# Instructions for the task
Reproduce the Windows 7 pre-beta review below verbatim, from its headline through its final sentence.

Windows 7: This time Microsoft gets it right

In his hands-on review of the Windows 7 pre-beta, Preston Gralla decides that Microsoft's upcoming OS shows great promise.

Those who listen to music or play videos on their PCs will be pleased to see that there is now a built-in way to do both without having to launch Windows Media Player.

Those who listen to music or play videos on their PCs will be pleased to see that there is now a built-in way to do both without having to launch Windows Media Player.

Hardware support

One of Vista's biggest problems has been its lack of hardware support; when it shipped, many peripherals simply didn't work with it. Even Microsoft executives were bedeviled by the problem.

Microsoft says that Windows 7 will support all hardware that Vista does, and even in a pre-beta, it did a stellar job. It recognized all the hardware on my laptop, including the wireless card (something that Vista was particularly finicky about), and my Lexmark E120 network laser printer. In addition, I plugged in an I/O Magic LightScribe DVD burner, and it recognized it without a hitch.

# Stored rows
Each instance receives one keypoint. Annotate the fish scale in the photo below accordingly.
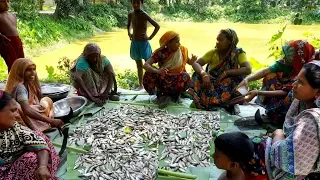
(120, 154)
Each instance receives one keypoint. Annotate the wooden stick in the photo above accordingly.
(176, 174)
(78, 150)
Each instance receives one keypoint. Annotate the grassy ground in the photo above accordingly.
(197, 37)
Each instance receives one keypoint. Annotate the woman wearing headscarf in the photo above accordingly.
(227, 65)
(24, 86)
(93, 75)
(24, 154)
(292, 152)
(275, 95)
(170, 79)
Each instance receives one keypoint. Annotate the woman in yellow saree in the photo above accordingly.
(170, 79)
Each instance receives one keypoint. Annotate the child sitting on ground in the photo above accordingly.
(232, 151)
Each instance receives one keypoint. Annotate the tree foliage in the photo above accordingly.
(67, 7)
(25, 8)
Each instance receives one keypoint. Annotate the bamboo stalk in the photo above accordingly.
(176, 174)
(170, 178)
(154, 105)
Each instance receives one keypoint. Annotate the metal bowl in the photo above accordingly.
(62, 107)
(55, 91)
(56, 96)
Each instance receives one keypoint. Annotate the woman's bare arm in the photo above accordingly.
(245, 69)
(79, 81)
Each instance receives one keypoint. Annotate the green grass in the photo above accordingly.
(197, 37)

# Output for this exercise
Windows 7: This time Microsoft gets it right

In his hands-on review of the Windows 7 pre-beta, Preston Gralla decides that Microsoft's upcoming OS shows great promise.

Those who listen to music or play videos on their PCs will be pleased to see that there is now a built-in way to do both without having to launch Windows Media Player.

Those who listen to music or play videos on their PCs will be pleased to see that there is now a built-in way to do both without having to launch Windows Media Player.

Hardware support

One of Vista's biggest problems has been its lack of hardware support; when it shipped, many peripherals simply didn't work with it. Even Microsoft executives were bedeviled by the problem.

Microsoft says that Windows 7 will support all hardware that Vista does, and even in a pre-beta, it did a stellar job. It recognized all the hardware on my laptop, including the wireless card (something that Vista was particularly finicky about), and my Lexmark E120 network laser printer. In addition, I plugged in an I/O Magic LightScribe DVD burner, and it recognized it without a hitch.